• [TEXTE PROPOSÉ]
----------
Réflexions sur le péril démographique
musulman russe
Alexandre Latsa
Photo: RIA
Novosti
Mercredi 5 février 2014
Nombre de
commentateurs souvent proche de certains
milieux d’extrême droite européens ou
néoconservateurs américains mettent en
avant comme faiblesse fatale pour la
Russie le fait que le pays devrait
rapidement devenir un Etat
majoritairement musulman. Sa population
comprendrait déjà de 13 % à 15 % de
musulmans (soit 19 à 22 millions de
personnes) et ce nombre devrait
rapidement grossir puisque, toujours
selon ces experts américains
principalement, les femmes du Caucase
musulman auraient
10 enfants !
----------
• [TÂCHE DONNÉE] D'après le texte sur le péril démographique musulman russe, quelle part de musulmans la population de la Russie compterait-elle déjà selon ces commentateurs ?

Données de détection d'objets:
----------
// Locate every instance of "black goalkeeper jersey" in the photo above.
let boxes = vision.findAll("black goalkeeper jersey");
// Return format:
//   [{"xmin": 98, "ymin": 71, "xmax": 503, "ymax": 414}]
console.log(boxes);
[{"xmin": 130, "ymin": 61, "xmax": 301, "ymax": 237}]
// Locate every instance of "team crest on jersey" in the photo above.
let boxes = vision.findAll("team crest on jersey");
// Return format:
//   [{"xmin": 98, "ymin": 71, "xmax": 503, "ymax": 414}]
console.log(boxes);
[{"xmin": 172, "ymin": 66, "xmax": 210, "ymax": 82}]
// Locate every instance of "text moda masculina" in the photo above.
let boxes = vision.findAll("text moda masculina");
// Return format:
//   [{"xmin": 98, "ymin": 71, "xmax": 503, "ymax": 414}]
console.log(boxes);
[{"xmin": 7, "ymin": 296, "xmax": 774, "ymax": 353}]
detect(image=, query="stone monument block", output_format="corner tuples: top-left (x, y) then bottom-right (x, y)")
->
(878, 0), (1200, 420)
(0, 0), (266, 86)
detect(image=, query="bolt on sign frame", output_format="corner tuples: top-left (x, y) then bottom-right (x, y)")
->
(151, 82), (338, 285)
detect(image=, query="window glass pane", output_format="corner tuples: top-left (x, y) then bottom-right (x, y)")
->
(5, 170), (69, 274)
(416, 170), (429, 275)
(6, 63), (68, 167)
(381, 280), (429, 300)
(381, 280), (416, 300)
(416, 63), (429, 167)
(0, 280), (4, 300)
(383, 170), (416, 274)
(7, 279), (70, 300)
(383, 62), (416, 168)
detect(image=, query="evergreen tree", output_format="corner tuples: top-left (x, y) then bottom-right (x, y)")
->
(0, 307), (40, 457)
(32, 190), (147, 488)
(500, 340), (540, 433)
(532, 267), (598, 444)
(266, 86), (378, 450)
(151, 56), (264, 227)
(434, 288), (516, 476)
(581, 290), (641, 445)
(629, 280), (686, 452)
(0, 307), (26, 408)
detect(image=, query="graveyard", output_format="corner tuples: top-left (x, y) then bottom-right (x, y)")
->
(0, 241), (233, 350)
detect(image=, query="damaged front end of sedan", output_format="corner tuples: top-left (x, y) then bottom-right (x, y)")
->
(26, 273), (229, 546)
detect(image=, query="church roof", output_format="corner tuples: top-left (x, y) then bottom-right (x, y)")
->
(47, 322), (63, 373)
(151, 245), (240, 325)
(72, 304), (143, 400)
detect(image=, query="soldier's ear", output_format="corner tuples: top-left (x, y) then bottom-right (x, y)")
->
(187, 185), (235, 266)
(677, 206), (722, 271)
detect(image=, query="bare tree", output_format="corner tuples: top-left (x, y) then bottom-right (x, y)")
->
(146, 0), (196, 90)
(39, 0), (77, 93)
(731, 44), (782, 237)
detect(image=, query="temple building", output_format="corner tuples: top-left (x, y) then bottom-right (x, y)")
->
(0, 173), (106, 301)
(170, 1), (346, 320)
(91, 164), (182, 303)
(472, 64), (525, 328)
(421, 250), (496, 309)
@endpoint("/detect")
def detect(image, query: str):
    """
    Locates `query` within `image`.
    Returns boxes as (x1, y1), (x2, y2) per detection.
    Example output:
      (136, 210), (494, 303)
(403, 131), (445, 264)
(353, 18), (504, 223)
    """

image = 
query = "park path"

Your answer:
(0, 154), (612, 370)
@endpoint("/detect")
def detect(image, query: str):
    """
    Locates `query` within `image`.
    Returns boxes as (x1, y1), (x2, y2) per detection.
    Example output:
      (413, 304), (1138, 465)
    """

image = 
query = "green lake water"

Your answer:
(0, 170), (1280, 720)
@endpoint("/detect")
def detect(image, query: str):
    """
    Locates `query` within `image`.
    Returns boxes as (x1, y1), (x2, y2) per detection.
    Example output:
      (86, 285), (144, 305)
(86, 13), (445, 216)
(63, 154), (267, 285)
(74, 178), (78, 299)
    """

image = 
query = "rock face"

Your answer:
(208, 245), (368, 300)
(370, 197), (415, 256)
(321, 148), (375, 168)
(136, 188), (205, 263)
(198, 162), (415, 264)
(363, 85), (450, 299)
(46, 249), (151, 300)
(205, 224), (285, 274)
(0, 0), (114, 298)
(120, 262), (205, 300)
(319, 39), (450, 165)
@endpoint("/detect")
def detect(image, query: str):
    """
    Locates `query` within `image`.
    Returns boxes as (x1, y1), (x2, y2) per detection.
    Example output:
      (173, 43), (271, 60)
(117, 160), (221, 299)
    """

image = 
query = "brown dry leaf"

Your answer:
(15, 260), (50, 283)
----------
• [RÉSULTAT ATTENDU] De 13 % à 15 %, soit 19 à 22 millions de personnes.